- SHORT TASK -
Rewrite everything from the line containing "Target: yellow foliage" down to the line containing "(1037, 401)", changing "wicker" to "woven" and keeping all else the same.

— start of PROVIDED INFORMATION —

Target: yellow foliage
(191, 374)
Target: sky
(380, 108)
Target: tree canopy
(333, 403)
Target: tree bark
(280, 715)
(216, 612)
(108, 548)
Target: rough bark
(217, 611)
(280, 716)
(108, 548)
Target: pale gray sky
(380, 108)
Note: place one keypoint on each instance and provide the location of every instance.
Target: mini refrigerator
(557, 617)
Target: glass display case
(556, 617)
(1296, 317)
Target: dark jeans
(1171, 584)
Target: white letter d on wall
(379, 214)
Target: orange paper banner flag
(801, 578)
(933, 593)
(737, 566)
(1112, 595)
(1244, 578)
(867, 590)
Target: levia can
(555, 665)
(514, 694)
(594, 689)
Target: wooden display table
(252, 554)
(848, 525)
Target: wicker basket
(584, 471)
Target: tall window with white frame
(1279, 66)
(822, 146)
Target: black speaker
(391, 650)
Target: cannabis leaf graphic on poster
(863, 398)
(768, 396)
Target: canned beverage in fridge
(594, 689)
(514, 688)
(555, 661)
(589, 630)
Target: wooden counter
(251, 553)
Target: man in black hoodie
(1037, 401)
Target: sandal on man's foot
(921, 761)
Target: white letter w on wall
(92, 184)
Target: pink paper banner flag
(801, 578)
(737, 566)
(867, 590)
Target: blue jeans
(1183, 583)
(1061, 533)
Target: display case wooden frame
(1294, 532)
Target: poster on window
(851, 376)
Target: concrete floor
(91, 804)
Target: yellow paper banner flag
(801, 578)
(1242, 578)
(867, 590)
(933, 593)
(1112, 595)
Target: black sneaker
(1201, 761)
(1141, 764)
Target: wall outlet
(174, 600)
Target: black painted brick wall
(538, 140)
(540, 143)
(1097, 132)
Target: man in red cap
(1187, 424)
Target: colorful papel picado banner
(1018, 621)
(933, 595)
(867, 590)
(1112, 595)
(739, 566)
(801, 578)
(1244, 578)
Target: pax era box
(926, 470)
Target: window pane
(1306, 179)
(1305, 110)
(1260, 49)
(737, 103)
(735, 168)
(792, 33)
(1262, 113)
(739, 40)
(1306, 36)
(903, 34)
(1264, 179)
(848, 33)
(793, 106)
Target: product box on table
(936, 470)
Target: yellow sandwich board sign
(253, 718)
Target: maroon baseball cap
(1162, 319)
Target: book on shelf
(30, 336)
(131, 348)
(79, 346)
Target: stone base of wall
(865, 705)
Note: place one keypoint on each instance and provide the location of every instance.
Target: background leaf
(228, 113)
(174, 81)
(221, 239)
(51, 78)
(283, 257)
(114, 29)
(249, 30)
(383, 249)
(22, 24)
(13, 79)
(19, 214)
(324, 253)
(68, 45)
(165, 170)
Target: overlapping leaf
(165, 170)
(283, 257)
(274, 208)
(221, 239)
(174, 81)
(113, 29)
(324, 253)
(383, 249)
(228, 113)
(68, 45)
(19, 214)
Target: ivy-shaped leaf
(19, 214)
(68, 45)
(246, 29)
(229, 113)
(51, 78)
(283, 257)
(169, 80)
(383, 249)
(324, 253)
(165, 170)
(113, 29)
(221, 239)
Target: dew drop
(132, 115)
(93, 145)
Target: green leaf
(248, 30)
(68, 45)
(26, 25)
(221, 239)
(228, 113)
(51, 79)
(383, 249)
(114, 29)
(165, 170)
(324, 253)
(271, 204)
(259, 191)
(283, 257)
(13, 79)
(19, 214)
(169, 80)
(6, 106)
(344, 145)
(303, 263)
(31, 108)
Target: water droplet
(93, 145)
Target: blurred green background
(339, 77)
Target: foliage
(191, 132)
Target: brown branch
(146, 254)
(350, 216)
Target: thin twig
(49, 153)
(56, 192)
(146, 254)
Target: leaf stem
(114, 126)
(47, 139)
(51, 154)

— end of PROVIDED INFORMATION —
— start of PROVIDED INFORMATION —

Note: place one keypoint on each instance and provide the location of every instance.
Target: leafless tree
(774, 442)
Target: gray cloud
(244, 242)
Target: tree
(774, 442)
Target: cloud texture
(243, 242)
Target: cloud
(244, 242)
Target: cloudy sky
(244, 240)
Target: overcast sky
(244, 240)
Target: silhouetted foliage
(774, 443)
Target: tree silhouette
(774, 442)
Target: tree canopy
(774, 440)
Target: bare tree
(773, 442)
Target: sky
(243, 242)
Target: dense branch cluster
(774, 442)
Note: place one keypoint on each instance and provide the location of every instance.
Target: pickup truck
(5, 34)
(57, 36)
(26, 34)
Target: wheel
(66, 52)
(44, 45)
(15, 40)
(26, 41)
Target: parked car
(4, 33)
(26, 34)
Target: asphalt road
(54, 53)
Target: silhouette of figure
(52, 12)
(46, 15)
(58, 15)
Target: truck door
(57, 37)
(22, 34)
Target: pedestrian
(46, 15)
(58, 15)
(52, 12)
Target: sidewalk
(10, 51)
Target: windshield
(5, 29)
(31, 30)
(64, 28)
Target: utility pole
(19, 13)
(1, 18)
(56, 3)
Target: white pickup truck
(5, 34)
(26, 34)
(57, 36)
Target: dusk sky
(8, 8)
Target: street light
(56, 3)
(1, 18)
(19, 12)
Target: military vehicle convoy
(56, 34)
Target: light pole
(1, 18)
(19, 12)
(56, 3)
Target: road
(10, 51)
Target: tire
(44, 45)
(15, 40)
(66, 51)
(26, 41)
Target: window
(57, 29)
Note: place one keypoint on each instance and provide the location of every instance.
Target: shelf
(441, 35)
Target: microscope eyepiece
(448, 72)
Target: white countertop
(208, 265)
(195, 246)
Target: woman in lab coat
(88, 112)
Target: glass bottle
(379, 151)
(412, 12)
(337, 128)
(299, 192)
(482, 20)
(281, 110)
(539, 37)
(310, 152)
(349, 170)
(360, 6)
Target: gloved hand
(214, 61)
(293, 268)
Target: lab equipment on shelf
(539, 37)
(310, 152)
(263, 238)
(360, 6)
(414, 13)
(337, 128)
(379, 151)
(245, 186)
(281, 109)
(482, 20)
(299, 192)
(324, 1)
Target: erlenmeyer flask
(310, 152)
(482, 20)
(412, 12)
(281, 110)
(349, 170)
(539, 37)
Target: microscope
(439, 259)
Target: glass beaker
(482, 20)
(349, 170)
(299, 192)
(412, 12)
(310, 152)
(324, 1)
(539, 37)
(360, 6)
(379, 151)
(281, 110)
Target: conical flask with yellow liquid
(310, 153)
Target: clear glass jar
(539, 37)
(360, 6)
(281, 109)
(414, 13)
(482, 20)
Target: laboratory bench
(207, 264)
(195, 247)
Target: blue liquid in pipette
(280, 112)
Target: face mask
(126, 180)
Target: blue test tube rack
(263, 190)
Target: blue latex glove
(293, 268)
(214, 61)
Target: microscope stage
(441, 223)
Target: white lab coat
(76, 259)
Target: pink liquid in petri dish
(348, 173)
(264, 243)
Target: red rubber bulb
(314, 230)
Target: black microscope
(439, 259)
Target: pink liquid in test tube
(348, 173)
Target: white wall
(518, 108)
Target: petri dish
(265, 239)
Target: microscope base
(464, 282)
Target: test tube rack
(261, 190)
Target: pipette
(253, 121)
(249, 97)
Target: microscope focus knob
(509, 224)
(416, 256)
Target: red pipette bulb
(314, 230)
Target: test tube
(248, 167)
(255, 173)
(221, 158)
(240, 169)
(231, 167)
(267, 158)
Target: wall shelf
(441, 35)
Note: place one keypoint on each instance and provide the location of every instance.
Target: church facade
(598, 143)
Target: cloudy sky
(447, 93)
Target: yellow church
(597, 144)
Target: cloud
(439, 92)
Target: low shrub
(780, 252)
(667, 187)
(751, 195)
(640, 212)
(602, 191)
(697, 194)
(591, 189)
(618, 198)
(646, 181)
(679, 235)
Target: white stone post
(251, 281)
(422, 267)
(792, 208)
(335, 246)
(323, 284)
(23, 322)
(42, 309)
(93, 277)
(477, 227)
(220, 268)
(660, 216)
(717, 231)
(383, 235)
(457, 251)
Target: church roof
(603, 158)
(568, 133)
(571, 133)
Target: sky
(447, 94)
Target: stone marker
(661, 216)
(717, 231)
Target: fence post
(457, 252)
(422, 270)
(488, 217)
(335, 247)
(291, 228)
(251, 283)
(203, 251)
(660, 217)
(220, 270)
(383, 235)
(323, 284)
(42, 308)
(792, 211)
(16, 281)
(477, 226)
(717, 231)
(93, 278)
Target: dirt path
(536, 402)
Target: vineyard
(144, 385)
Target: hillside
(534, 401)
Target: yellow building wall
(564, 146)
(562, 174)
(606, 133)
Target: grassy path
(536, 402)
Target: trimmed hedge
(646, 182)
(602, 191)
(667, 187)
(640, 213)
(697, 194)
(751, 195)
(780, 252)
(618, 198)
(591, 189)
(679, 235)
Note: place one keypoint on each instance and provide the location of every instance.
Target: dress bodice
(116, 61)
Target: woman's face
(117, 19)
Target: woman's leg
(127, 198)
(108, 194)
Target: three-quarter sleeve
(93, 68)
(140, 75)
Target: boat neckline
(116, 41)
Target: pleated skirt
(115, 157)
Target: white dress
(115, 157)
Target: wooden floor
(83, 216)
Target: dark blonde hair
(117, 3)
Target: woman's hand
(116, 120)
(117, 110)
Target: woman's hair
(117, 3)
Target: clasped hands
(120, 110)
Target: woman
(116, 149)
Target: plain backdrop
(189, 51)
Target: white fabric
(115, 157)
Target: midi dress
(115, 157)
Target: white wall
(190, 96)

— end of PROVIDED INFORMATION —
— start of PROVIDED INFORMATION —

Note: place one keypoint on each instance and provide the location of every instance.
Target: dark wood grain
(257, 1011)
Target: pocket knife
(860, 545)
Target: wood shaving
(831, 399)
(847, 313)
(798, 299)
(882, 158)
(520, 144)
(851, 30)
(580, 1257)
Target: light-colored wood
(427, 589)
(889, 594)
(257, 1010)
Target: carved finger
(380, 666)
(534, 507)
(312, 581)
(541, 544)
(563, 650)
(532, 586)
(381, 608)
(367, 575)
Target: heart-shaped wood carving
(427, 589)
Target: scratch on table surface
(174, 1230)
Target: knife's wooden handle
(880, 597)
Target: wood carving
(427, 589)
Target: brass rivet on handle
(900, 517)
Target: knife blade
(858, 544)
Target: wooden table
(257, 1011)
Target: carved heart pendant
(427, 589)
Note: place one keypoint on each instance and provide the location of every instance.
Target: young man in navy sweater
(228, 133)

— end of PROVIDED INFORMATION —

- THE SOLUTION -
Target: yellow foliage
(191, 374)
Target: sky
(380, 108)
Target: tree canopy
(333, 403)
Target: tree bark
(280, 715)
(216, 612)
(108, 548)
Target: rough bark
(217, 611)
(280, 716)
(108, 548)
Target: pale gray sky
(380, 108)
Note: place one keypoint on each instance and provide the location of every instance.
Target: mini refrigerator
(557, 617)
Target: glass display case
(556, 617)
(1296, 317)
Target: dark jeans
(1171, 584)
Target: white letter d on wall
(379, 214)
Target: orange paper banner flag
(801, 578)
(933, 593)
(737, 566)
(1112, 595)
(1244, 578)
(867, 590)
Target: levia can
(555, 665)
(514, 694)
(594, 689)
Target: wooden display table
(252, 554)
(848, 525)
Target: woven basket
(584, 471)
Target: tall window with white frame
(1279, 66)
(822, 146)
Target: black speaker
(391, 650)
Target: cannabis leaf graphic on poster
(863, 398)
(768, 396)
Target: canned beverage in fridge
(594, 689)
(514, 688)
(555, 661)
(589, 630)
Target: wooden counter
(251, 553)
Target: man in black hoodie
(1037, 401)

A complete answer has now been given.